Exercise directions: Go through the entries and set each one down exactly.

----- Recorded data -----

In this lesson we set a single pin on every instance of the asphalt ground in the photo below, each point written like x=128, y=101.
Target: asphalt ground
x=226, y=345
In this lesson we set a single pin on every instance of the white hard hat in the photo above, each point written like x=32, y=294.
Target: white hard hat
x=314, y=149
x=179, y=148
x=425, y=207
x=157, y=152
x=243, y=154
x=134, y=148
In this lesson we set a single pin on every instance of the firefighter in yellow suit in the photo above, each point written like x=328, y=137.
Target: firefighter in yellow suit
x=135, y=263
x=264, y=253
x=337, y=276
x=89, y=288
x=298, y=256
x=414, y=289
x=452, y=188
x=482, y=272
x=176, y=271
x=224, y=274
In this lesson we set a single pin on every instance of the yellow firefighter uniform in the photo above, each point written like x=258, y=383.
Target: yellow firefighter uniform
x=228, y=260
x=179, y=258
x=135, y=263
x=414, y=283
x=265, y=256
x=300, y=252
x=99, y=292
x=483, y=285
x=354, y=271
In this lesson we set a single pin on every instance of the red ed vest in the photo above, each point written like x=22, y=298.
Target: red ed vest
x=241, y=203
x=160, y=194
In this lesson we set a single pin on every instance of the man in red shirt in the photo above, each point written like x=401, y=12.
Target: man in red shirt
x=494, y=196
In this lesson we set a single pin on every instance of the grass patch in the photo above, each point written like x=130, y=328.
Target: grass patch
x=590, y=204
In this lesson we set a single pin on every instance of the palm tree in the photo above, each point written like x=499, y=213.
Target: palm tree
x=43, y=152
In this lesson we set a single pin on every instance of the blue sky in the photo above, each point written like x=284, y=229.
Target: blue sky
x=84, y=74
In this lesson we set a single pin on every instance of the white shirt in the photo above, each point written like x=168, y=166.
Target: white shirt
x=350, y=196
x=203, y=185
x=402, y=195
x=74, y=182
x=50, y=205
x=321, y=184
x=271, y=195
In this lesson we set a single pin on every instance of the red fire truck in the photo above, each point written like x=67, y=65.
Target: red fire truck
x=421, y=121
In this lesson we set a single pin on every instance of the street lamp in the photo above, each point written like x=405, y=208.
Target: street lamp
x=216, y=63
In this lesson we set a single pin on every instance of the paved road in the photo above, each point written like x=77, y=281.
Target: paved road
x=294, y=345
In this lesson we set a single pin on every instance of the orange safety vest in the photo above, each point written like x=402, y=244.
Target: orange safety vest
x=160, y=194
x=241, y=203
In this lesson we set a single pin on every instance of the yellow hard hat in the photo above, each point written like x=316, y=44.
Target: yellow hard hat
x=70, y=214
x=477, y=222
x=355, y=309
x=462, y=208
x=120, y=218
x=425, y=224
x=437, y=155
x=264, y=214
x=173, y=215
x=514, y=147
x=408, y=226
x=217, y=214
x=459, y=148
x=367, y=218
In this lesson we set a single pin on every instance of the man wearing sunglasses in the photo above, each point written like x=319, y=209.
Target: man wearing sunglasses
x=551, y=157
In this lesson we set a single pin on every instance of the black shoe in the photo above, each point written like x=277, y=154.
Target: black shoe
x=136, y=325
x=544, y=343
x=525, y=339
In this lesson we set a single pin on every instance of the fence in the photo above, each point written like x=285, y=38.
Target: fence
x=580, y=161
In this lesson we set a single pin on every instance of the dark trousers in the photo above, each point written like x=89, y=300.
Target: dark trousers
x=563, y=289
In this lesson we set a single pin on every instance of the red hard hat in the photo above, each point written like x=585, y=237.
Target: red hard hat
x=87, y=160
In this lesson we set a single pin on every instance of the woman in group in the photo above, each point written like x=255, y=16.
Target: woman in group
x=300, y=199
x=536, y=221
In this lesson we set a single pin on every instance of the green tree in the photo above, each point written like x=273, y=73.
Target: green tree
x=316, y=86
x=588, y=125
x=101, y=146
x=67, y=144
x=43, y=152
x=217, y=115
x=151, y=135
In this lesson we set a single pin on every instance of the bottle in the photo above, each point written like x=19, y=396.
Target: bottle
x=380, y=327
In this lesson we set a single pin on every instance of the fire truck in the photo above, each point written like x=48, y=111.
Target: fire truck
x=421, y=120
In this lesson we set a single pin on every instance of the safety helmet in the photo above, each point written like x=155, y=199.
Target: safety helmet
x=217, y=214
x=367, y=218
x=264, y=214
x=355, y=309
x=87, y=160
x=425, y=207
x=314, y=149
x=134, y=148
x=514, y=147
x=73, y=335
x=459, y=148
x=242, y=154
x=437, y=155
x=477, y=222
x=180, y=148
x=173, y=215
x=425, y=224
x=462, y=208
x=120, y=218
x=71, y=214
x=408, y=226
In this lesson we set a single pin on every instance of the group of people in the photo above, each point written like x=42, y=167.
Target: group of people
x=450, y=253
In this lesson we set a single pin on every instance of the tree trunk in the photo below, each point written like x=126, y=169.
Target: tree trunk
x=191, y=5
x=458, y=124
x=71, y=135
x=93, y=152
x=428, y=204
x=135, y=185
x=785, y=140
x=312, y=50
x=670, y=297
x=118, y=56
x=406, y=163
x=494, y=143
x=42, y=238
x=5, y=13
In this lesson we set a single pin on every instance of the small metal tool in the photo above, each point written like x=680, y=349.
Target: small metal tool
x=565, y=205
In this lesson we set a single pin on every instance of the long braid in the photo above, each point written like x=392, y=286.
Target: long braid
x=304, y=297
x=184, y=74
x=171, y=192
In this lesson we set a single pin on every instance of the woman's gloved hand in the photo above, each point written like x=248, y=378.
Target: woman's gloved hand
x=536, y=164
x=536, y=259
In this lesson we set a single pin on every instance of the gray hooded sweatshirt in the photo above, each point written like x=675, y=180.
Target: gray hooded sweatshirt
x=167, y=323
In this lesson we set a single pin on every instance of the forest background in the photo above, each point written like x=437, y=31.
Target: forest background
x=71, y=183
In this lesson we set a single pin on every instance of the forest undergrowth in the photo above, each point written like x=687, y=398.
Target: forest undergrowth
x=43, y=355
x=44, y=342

-----

The completed task:
In this lesson we set a single pin on every instance of the asphalt ground in the photo below, each point written like x=128, y=101.
Target: asphalt ground
x=226, y=345
In this lesson we set a single pin on every instance of the white hard hat in the photo above, each point written like x=32, y=294.
Target: white hard hat
x=314, y=149
x=179, y=148
x=425, y=207
x=157, y=152
x=243, y=154
x=134, y=148
In this lesson we set a single pin on every instance of the firefighter in yellow suit in the photo above, each point written like x=328, y=137.
Target: firefighter in yellow suit
x=135, y=263
x=264, y=253
x=337, y=276
x=89, y=288
x=298, y=256
x=414, y=289
x=452, y=188
x=482, y=272
x=176, y=271
x=224, y=274
In this lesson we set a single pin on every instance of the yellow firefighter uniform in the photo above, each point written like x=258, y=383.
Target: yellow firefighter uniform
x=228, y=260
x=179, y=258
x=135, y=263
x=414, y=283
x=265, y=256
x=300, y=252
x=99, y=292
x=483, y=285
x=354, y=271
In this lesson we set a single pin on every instance of the red ed vest in the photo above, each point written like x=22, y=298.
Target: red ed vest
x=241, y=203
x=160, y=194
In this lesson we set a single pin on every instance of the man in red shirt in the photo above, each point written like x=401, y=12.
Target: man in red shirt
x=494, y=196
In this lesson we set a single pin on every instance of the grass patch in the photo above, each point written like x=130, y=328.
Target: grass patch
x=590, y=204
In this lesson we set a single pin on every instance of the palm tree in the photo above, each point written like x=499, y=213.
Target: palm tree
x=43, y=152
In this lesson we set a single pin on every instance of the blue sky in the photo above, each point written like x=284, y=229.
Target: blue sky
x=84, y=74
In this lesson we set a single pin on every instance of the white shirt in the photo above, each point written like x=168, y=166.
Target: white shirt
x=350, y=196
x=203, y=185
x=402, y=195
x=74, y=182
x=50, y=205
x=321, y=184
x=271, y=195
In this lesson we set a single pin on every instance of the red fire truck in the photo above, each point written like x=67, y=65.
Target: red fire truck
x=421, y=121
In this lesson we set a single pin on every instance of the street lamp in the photo above, each point written like x=405, y=208.
Target: street lamp
x=216, y=63
In this lesson we set a single pin on every instance of the paved road in the photo above, each point written like x=77, y=281.
Target: paved road
x=294, y=345
In this lesson we set a single pin on every instance of the orange safety vest in the photo above, each point written like x=402, y=244.
Target: orange safety vest
x=160, y=194
x=241, y=203
In this lesson we set a single pin on every instance of the yellow hard hat in the photo above, each point written like x=316, y=44.
Target: yellow hard hat
x=70, y=214
x=477, y=222
x=355, y=309
x=462, y=208
x=120, y=218
x=425, y=224
x=437, y=155
x=264, y=214
x=173, y=215
x=514, y=147
x=408, y=226
x=217, y=214
x=459, y=148
x=367, y=218
In this lesson we set a single pin on every instance of the man wearing sunglasses in the photo above, each point written like x=319, y=209.
Target: man wearing sunglasses
x=551, y=157
In this lesson we set a single pin on every instance of the black shoe in the photo above, each point written like x=277, y=154.
Target: black shoe
x=136, y=325
x=544, y=343
x=525, y=339
In this lesson we set a single pin on every instance of the fence in the photo above, each point written like x=285, y=38.
Target: fence
x=580, y=161
In this lesson we set a single pin on every instance of the dark trousers in the photo above, each point written like x=89, y=300.
Target: dark trousers
x=563, y=289
In this lesson we set a single pin on every instance of the red hard hat in the photo above, each point written like x=585, y=237.
Target: red hard hat
x=87, y=160
In this lesson we set a single pin on every instance of the woman in group in the photo above, each point written like x=255, y=16.
Target: woman in group
x=300, y=199
x=536, y=221
In this lesson we set a single pin on every instance of the green tree in the photo above, each point written like x=273, y=73.
Target: green tree
x=316, y=86
x=588, y=125
x=101, y=146
x=67, y=144
x=43, y=152
x=217, y=115
x=151, y=135
In this lesson we set a single pin on every instance of the bottle in the photo above, each point written like x=19, y=396.
Target: bottle
x=380, y=327
In this lesson we set a single pin on every instance of the fire truck in the photo above, each point written like x=48, y=111.
Target: fire truck
x=421, y=120
In this lesson we set a single pin on every instance of the safety helmet in the photo above, each point written like x=155, y=199.
Target: safety helmet
x=217, y=214
x=367, y=218
x=264, y=214
x=355, y=309
x=87, y=160
x=425, y=207
x=314, y=149
x=134, y=148
x=514, y=147
x=73, y=335
x=459, y=148
x=242, y=154
x=437, y=155
x=477, y=222
x=180, y=148
x=173, y=215
x=425, y=224
x=462, y=208
x=120, y=218
x=71, y=214
x=408, y=226
In this lesson we set a single pin on every instance of the group of people in the photo above, each point written like x=42, y=167.
Target: group of people
x=450, y=253
In this lesson we set a single pin on every instance of the tree trunk in the photo below, each point written like x=126, y=169.
Target: tree trunk
x=191, y=5
x=458, y=124
x=71, y=135
x=93, y=152
x=428, y=204
x=135, y=185
x=785, y=140
x=312, y=50
x=670, y=297
x=118, y=56
x=406, y=163
x=494, y=143
x=42, y=238
x=5, y=13
In this lesson we set a single pin on every instance of the small metal tool in the photo above, each point written like x=680, y=349.
Target: small metal tool
x=565, y=205
In this lesson we set a single pin on every instance of the long braid in the photo above, each point written like x=392, y=286.
Target: long braid
x=304, y=297
x=184, y=74
x=171, y=192
In this lesson we set a single pin on every instance of the woman's gloved hand in the photo above, each point written like x=248, y=378.
Target: woman's gloved hand
x=536, y=164
x=536, y=259
In this lesson we set a single pin on every instance of the gray hooded sweatshirt in the photo above, each point written like x=675, y=180.
Target: gray hooded sweatshirt
x=167, y=323
In this lesson we set a single pin on every instance of the forest background in the photo above, each point written like x=437, y=31.
Target: forest background
x=71, y=183
In this lesson we set a single pin on every instance of the forest undergrowth in the photo above, each point written like x=687, y=398.
Target: forest undergrowth
x=43, y=355
x=44, y=342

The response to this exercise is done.